Directive 1: How many lines of the records contain the string "clicks"? Reply with the number alone.

Technologically it is easier to work with the two-phase space, where each characteristic is represented by a single dimension. In this dimension, each characteristic may be “strong” or “weak” (or, for example, “low” or “high”). This procedure allows us (in a first, rough approximation) to distinguish four types of systems (or their states):
[This results] in a multidimensional scheme where a low/low and a high/high, in addition to low/high and high/low, are strong possibilities. This is a non-zero-sum formulation, in which a loss for one side is not necessarily a gain for the other. On the contrary, both opposing tendencies can increase or decrease simultaneously. Using a multidimensional representation, one can see how the tendencies previously considered as dichotomies can interact and be integrated into something quite new. [ . . . ] In this context, the point of distinction between low and high is not arbitrary. It signifies the level at which the behavior of the dependent system is qualitatively affected. (Gharajedaghi, 2006, pp. 39-41)

A point mentioned by Gharajedaghi (2006) is the so-called “unit line” in GFMT (Figure 4, red line), that may be considered as a border between two (along each axis) qualitatively different values of a respective characteristic. Such a feature of the unit line is determined by the very point of GFMT, intended to trace qualitative transitions in the process of system evolution. As an example, here we demonstrate markings used in our two recent research projects for studying demographic strategies and interactions of traditional (pre-industrial) society with the environment (Figures 6 and 7).

In a GFMT space marked “by default,” other various additional geometric constructions may be added—for example, a homeostasis line along which basic system parameters are balanced, and so forth. This makes the model heuristically productive, because the image point moves (the system evolves) through space endowed with a number of complex qualitative meanings. There are known cases when methods of studying system trajectories in the phase space were successfully applied in researching not only physical but also social phenomena. But how are these trajectories generated? We suppose that procedures of algebraic fractal build-up allow simulation of various social evolutions, mainly their initial and end points.

As we found, GFMT may be applied for simulation of a broad range of social phenomena with typical phase transitions, a disproportion of causes and consequences, and other counter-intuitive effects classic linear models cannot grasp. Of course, it matters whether the development of these phenomena may be simulated by formula (1) iteration. This operation simulates interaction of several governing factors, and moreover, these factors in their abstract formulation may be considered to be the most significant for many social systems. This fact, as well as the simplicity of the formula coupled with the great variety and complexity of results it produces, makes the model completely functional. GFMT may be “tuned,” made more specific for studying different objects. To do so, one should just redefine the characteristics, the governing factors, and make a new phase space marking.

Directive 2: According to the passage on GFMT, what does the point of distinction between low and high signify?

Information shown:
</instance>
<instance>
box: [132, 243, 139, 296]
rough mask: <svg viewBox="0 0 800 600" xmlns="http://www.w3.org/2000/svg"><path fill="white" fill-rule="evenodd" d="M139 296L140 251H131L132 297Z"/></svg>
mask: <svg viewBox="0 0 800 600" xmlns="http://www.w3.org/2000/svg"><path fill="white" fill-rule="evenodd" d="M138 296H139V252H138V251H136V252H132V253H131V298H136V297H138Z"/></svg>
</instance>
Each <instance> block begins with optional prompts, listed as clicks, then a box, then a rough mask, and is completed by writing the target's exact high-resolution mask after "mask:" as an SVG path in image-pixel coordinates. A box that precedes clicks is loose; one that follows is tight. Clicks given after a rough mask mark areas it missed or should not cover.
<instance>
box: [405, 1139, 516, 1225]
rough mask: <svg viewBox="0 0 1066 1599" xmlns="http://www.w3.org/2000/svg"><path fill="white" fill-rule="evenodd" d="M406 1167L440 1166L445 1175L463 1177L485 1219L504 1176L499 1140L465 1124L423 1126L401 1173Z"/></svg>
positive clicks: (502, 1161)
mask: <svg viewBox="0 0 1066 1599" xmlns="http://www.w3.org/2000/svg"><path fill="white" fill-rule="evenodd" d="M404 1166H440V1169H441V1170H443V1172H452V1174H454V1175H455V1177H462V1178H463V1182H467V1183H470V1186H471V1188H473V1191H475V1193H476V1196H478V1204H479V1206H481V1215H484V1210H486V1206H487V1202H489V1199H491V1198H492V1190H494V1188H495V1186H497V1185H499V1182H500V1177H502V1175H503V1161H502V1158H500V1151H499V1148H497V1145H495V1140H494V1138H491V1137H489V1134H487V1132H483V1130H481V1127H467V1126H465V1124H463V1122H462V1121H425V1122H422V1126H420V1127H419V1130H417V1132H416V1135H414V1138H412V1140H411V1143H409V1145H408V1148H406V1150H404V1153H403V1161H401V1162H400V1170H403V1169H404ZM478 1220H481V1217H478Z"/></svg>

Result 1: 2

Result 2: It signifies the level at which the behavior of the dependent system is qualitatively affected.